━━━ DOCUMENT SECTION ━━━

Can She Bake A Cherry Pie?

 

Picture: C+     Sound: C+     Extras: C     Film: B

 

 

One of writer/director Henry Jaglom’s early indie successes is his 1983 relationship study; Can She Bake a Cherry Pie?  Not a documentary or scientific study, it is a passive comedy about middle-aged adults trying to find fun and happiness in New York.  At its center is Zee, played by the ever-interesting Karen Black, who helps to make this Jaglom’s corollary to Woody Allen’s Annie Hall (1978), intended or not.

 

There is certainly less comedy, and more naturalism to the way the acting and camera works.  Outside of Allen’s trademark “neurotic cam” and befitting characters (no matter the cinematographer), there is neurosis in these characters, but it is of the comparatively more laid back variety.  In Eli (Jaglom regular Michael Emil), he may be more aggressive than most of the characters here, he has neurosis that he understands, knows quite well, and expresses many things in detail.  Along with Jaglom’s more streetwise approach to filming, the result is like a gritty drama without much of the drama.

 

Frances Fisher makes her feature film debut, showing even then how good she was and how much the camera liked her.  And then there is Orson Welles, who is in the opening logo for International Rainbow Pictures on many of Jaglom’s films and also does a hilarious bit as a guy who visits a zoo on a TV show the couple is watching.  Welles was not far away from his great Moonlighting episode, shot in black and white, of course.

 

Add some other good supporting actors and this is a solid piece of filmmaking that manages to be subtle, yet always smart and moves along well enough.  Such a film then was rare, and even less common now, such as Nancy Meyers’ less narrative but more comic Something’s Gotta Give (2003) or Quentin Tarantino’s Jackie Brown (1997).  These lives do not deserve to be relegated strictly to cable programming.

━━━

• [TASK]: Copy the part of the film review that runs from "There is certainly" up to and including "of the drama.".

━━━ DATA SUPPLIED ━━━

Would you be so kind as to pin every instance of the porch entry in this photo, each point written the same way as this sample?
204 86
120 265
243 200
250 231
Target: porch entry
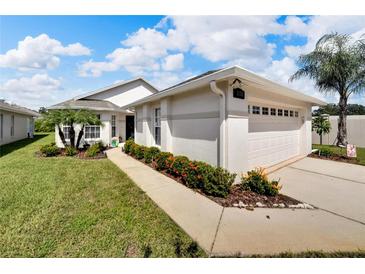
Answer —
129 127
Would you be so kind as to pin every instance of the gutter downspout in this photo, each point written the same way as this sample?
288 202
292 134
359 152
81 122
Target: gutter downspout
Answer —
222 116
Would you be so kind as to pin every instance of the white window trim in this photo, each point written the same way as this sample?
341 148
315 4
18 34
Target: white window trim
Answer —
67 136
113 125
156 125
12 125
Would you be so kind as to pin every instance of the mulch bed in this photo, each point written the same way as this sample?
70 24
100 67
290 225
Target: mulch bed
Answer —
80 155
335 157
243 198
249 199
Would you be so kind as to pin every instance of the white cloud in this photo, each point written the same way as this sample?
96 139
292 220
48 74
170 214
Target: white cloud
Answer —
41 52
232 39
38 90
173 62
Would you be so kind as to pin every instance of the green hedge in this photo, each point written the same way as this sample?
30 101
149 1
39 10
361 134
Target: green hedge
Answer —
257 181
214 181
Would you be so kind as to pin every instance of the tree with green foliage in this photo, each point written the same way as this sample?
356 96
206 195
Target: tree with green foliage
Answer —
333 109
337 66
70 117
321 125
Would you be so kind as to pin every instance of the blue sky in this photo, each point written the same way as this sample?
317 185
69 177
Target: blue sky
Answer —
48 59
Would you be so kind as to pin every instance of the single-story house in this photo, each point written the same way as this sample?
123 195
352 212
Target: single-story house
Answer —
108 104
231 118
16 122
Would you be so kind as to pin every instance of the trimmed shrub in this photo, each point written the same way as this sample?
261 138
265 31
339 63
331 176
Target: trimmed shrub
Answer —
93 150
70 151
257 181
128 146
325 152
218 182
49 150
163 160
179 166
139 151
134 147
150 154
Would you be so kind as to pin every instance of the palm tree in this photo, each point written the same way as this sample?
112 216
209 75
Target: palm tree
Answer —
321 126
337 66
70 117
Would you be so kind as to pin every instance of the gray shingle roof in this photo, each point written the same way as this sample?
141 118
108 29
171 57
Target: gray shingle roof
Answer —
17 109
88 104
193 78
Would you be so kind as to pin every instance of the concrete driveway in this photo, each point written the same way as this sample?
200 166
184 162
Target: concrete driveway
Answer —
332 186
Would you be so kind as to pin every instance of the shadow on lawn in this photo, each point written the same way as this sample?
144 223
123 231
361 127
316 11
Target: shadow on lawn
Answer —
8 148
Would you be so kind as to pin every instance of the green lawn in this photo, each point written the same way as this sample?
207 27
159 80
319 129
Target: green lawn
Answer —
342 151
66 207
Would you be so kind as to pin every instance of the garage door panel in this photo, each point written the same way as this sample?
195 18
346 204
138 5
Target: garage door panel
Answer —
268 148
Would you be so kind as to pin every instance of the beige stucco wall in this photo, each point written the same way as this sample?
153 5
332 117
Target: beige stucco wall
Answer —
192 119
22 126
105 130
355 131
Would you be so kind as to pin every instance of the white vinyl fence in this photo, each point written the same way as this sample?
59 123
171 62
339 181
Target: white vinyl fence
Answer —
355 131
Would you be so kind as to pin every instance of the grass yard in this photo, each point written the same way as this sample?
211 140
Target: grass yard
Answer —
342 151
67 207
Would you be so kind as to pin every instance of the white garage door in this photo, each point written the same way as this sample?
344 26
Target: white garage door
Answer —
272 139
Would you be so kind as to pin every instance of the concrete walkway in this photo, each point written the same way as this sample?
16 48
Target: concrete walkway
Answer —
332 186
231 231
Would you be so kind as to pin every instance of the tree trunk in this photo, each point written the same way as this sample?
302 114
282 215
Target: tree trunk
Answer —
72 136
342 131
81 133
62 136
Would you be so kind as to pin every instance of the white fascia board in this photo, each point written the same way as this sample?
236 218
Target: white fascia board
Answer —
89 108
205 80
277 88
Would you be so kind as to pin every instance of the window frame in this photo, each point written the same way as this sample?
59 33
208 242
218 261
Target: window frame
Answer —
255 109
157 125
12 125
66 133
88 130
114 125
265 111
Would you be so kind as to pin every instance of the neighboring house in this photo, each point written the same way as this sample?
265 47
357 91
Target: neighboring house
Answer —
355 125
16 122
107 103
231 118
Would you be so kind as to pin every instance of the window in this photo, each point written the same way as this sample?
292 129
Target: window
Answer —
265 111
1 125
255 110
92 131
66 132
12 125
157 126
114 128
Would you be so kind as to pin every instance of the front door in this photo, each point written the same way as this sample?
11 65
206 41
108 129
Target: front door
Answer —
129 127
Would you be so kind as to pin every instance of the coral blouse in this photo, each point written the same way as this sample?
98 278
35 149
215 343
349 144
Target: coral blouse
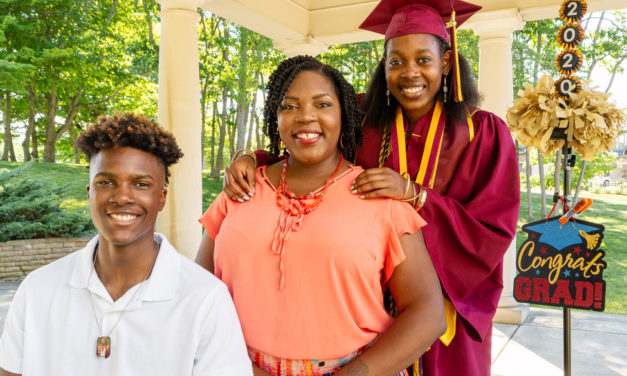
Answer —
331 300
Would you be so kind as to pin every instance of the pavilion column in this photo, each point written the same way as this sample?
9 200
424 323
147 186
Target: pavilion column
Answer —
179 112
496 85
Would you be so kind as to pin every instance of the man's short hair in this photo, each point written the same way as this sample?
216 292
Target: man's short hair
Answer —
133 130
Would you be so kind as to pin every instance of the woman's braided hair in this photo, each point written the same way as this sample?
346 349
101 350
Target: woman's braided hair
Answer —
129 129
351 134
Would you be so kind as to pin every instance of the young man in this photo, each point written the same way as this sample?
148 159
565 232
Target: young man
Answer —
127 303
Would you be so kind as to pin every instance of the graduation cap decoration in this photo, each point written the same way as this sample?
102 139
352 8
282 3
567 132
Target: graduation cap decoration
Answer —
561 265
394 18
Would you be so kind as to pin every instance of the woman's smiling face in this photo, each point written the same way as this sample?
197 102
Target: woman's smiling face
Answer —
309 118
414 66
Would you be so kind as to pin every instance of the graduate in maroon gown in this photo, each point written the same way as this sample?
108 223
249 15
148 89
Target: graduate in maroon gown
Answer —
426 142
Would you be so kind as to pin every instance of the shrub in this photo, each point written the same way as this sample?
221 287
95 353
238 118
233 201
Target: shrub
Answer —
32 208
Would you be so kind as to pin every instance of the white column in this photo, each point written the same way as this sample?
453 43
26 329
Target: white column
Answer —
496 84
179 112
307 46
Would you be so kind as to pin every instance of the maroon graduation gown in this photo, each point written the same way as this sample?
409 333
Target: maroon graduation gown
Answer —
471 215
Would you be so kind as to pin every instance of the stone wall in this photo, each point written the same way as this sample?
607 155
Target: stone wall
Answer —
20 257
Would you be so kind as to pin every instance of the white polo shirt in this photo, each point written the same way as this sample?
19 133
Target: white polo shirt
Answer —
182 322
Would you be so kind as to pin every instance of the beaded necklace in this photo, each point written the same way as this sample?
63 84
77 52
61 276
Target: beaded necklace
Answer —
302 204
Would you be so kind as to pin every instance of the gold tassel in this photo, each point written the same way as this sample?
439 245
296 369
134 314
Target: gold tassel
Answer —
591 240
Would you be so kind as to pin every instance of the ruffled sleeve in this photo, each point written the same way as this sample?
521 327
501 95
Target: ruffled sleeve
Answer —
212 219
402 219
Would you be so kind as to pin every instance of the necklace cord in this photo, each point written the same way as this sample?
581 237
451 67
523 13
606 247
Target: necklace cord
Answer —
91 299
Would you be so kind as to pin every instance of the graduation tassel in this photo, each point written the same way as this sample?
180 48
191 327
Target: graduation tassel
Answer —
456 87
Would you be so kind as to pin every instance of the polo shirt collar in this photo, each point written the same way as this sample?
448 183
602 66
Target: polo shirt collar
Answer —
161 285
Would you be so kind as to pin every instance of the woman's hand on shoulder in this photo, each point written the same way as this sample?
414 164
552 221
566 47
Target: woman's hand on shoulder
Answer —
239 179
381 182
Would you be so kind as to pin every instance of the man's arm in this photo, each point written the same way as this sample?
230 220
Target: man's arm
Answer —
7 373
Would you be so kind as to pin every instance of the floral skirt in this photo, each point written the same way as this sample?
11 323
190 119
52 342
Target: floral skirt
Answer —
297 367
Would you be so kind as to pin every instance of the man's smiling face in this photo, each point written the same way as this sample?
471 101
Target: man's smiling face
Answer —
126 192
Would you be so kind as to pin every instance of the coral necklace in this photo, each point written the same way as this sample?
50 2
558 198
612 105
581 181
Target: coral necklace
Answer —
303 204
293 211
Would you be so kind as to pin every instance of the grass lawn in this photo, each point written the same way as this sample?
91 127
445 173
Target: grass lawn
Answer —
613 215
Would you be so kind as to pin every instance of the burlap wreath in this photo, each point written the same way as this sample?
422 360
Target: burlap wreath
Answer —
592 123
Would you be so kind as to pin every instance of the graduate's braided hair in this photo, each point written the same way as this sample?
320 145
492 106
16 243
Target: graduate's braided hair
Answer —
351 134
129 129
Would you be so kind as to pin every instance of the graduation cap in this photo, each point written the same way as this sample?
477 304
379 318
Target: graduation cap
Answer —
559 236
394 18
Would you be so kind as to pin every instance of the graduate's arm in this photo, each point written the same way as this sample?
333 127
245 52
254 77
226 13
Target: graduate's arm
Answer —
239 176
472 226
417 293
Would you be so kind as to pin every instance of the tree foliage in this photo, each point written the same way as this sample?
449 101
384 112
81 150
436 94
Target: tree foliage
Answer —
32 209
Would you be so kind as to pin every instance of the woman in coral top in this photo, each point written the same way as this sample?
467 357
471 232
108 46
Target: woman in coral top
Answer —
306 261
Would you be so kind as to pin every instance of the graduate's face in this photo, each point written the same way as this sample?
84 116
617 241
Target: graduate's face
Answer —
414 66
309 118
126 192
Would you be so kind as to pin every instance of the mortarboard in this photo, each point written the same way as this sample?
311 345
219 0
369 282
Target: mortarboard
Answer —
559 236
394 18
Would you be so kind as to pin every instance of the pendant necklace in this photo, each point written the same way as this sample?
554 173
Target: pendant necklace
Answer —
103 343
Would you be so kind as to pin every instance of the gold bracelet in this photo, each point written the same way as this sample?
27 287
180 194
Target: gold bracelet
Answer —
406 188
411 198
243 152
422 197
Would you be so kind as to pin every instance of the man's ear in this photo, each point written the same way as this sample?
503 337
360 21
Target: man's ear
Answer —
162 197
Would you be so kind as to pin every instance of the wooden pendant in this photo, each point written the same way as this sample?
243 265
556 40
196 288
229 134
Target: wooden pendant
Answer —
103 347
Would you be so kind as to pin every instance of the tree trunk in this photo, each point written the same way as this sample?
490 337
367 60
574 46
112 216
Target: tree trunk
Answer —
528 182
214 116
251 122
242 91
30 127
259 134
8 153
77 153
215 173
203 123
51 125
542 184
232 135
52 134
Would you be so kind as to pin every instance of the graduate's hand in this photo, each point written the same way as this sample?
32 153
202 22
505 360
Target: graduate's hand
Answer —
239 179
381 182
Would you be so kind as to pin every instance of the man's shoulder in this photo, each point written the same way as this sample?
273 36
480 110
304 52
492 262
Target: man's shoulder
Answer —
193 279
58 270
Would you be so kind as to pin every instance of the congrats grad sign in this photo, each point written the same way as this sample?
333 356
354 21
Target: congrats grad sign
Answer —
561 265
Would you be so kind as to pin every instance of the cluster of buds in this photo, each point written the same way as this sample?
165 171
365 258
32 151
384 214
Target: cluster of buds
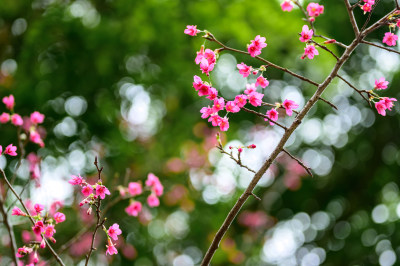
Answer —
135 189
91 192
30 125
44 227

━━━

• [FULL RESPONSE]:
There is certainly less comedy, and more naturalism to the way the acting and camera works.  Outside of Allen’s trademark “neurotic cam” and befitting characters (no matter the cinematographer), there is neurosis in these characters, but it is of the comparatively more laid back variety.  In Eli (Jaglom regular Michael Emil), he may be more aggressive than most of the characters here, he has neurosis that he understands, knows quite well, and expresses many things in detail.  Along with Jaglom’s more streetwise approach to filming, the result is like a gritty drama without much of the drama.